Aufgaben –
1. An welcher Schule ist Simon Freiburghaus laut dem Interview Lehrer?
2. Bitte gib den Abschnitt des Interviews, der bei „Es ist wichtig, dass“ beginnt und bei „im Lehrbuch stehen.“ endet, noch einmal wieder und tausche dabei „Praxisbeispiele“ gegen „Fallbeispiele“ aus.

Vorliegender Text –
⟨
Interview

Wir alle sind Lernende

Simon Freiburghaus ist Lehrer an der HKV Aarau, Entwickler von massgeschneiderten Bildungsprogrammen bei den SBB und gibt Berufsbildnerkurse für den Kanton Luzern. Vorgängig war er bei der AKB für die Grundbildung zuständig.
Er glaubt und weiss, dass die Lernenden viel können. Und dass sie noch mehr können, wenn sie Aufgaben erhalten, die sie fördern und fordern.

Du bist in der Privatwirtschaft für die Entwicklung von Bildungsprogrammen zuständig und unterrichtest an der Berufsfachschule. Warum willst du beides? 

Ich bin ein vielseitig interessierter Mensch, mich fasziniert die Kombination beider Welten. Bei den SBB unterrichte ich nicht selbst, sondern konzipiere Trainings aller Art. Ich stehe aber ebenso gerne im Klassenzimmer. Die Zusammenarbeit mit jungen Menschen ist eine echte Leidenschaft.  

Es ist wichtig, dass man nicht im Elfenbeinturm irgendwelche Kurse konzipiert und mangels Bodenhaftung vergisst, wie es ist, im Klassenzimmer zu stehen.  

Zudem erachte ich es als wertvoll, in einem Fach wie Wirtschaft an der Quelle zu bleiben - so kann ich Praxisbeispiele integrieren, die nicht im Lehrbuch stehen. 

Ich finde das Operative, den Unterricht, erfüllend und spannend. Er ist und bleibt das Kernstück, die Kür. Der strategische Aspekt, das Entwickeln und Vermarkten von Bildungsprodukten, ist für mich aber genauso reizvoll und langfristig sehr relevant.
⟩
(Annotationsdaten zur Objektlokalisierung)
⟨
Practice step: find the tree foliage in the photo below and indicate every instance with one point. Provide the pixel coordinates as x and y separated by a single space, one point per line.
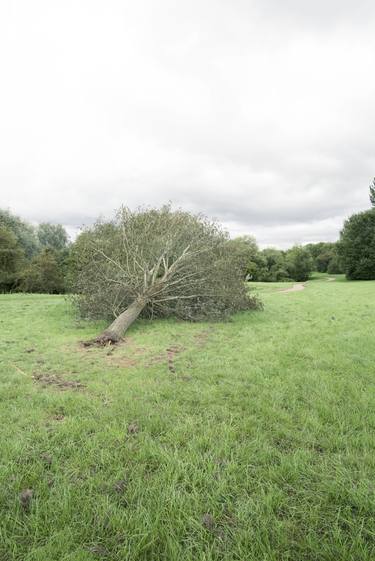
44 274
11 260
52 236
299 263
372 193
24 232
357 246
158 263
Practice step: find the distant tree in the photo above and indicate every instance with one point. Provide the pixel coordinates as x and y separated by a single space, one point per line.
357 246
372 193
157 262
24 232
299 263
335 266
44 274
53 236
244 250
11 260
276 264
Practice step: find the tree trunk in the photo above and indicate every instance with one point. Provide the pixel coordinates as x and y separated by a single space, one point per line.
116 330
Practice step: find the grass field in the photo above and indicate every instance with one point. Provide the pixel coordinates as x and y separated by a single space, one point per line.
251 440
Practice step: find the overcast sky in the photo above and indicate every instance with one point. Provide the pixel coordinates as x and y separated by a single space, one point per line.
258 113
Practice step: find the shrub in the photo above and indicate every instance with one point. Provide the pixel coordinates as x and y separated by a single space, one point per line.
44 274
357 246
299 263
11 260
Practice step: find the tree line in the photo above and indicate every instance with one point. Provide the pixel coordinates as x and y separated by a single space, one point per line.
41 258
33 259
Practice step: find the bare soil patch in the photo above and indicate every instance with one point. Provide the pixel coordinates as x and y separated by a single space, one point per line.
57 381
295 288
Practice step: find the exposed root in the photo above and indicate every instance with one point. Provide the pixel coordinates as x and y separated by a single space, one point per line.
106 339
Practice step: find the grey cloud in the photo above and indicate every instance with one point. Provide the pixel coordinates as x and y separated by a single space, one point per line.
258 113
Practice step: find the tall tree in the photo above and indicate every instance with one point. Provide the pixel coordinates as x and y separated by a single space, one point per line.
52 236
157 262
372 192
44 274
11 259
357 246
24 232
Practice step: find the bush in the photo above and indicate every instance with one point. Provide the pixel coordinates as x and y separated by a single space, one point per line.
44 274
357 246
299 263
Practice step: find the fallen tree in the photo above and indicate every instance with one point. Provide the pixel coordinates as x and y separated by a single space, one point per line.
156 263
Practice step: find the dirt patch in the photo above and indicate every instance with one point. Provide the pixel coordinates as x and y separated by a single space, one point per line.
295 288
202 337
126 361
57 381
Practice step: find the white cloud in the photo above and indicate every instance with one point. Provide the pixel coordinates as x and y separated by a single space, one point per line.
258 113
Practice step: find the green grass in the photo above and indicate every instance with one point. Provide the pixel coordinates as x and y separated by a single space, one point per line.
259 447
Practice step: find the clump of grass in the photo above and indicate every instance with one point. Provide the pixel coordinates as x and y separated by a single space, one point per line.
253 442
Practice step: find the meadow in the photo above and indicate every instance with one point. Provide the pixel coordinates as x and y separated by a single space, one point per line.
250 440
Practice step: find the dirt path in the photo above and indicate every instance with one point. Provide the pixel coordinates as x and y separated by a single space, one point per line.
294 288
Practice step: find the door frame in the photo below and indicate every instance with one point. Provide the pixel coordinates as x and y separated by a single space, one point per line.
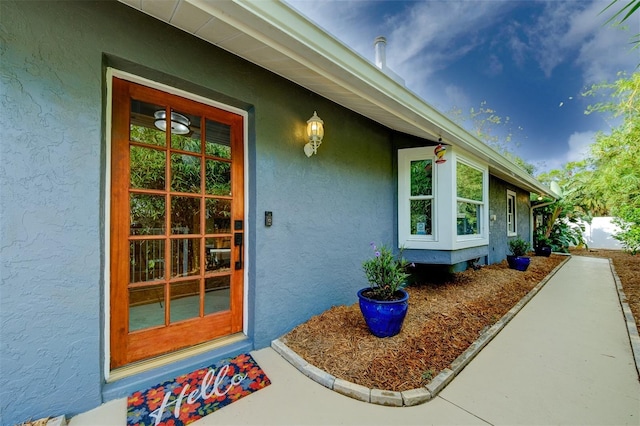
248 229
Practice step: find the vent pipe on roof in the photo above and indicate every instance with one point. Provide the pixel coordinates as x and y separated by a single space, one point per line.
381 59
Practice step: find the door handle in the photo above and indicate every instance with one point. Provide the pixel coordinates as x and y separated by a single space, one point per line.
238 238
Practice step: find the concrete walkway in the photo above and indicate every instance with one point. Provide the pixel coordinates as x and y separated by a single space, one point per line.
564 359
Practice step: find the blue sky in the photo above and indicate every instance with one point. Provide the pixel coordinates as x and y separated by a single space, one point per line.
528 60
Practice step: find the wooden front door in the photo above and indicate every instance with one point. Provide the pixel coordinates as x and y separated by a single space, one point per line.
177 231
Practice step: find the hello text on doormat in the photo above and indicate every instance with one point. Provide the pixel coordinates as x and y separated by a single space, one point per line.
192 396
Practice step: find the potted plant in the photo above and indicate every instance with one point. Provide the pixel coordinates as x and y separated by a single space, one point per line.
518 259
542 244
384 303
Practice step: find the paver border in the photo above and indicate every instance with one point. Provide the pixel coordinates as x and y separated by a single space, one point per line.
632 328
437 384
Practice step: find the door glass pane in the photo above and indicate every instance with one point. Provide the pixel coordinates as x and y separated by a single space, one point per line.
146 168
146 260
218 178
218 220
185 215
421 217
218 139
147 213
185 301
185 132
468 219
218 254
421 177
185 257
185 173
142 124
216 294
468 182
146 307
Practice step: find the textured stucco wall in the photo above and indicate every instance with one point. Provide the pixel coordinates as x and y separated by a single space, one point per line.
498 240
326 209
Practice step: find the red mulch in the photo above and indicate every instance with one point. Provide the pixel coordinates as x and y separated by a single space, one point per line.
442 321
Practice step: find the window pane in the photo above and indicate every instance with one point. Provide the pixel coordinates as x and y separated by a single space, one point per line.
218 139
146 307
185 173
421 177
142 125
421 217
218 178
218 220
185 301
185 257
468 220
217 295
146 168
185 134
147 213
146 260
185 215
469 182
218 254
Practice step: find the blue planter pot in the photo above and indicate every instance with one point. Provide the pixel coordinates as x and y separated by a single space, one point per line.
519 263
543 251
384 318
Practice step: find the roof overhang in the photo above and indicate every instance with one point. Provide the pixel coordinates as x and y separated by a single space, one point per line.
274 36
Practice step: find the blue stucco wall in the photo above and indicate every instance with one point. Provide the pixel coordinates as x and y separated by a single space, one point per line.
326 208
498 240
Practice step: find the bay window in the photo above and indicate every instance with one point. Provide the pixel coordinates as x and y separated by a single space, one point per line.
441 206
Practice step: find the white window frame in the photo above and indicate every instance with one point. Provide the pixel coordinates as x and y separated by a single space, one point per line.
482 203
512 217
444 225
405 157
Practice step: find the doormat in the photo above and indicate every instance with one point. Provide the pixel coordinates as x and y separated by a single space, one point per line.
192 396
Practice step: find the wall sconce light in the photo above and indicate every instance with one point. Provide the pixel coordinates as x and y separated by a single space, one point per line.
315 133
179 123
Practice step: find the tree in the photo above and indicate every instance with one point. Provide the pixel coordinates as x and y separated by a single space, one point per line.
615 157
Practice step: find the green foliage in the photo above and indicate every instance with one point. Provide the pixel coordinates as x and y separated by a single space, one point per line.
615 157
629 223
385 273
518 246
563 225
540 239
608 181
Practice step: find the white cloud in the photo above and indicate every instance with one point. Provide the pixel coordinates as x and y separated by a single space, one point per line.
579 143
575 33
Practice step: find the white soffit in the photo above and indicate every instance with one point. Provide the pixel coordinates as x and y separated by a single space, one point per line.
274 36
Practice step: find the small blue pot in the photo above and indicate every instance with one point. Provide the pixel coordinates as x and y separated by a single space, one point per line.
519 263
384 318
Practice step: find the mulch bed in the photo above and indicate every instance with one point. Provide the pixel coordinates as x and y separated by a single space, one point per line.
442 321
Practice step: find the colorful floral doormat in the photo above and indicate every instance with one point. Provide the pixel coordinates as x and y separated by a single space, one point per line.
192 396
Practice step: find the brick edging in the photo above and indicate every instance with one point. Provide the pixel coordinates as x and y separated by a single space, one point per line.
632 328
437 384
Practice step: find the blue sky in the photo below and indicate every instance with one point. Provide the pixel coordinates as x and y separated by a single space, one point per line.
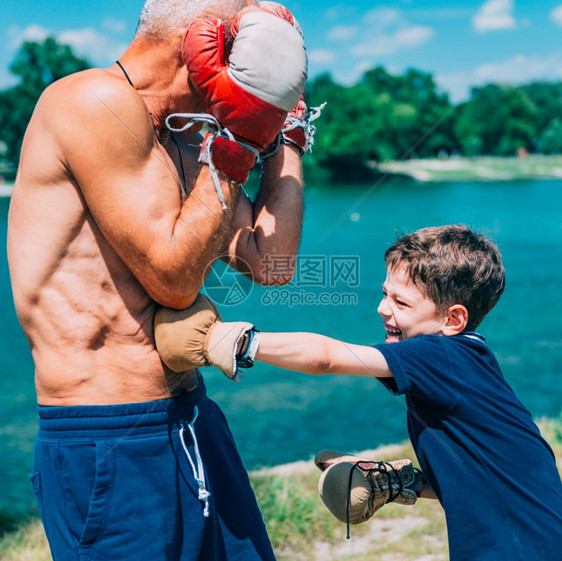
⟩
Schriftliche Antworten –
1. An der HKV Aarau.

2.
Es ist wichtig, dass man nicht im Elfenbeinturm irgendwelche Kurse konzipiert und mangels Bodenhaftung vergisst, wie es ist, im Klassenzimmer zu stehen.  

Zudem erachte ich es als wertvoll, in einem Fach wie Wirtschaft an der Quelle zu bleiben - so kann ich Fallbeispiele integrieren, die nicht im Lehrbuch stehen.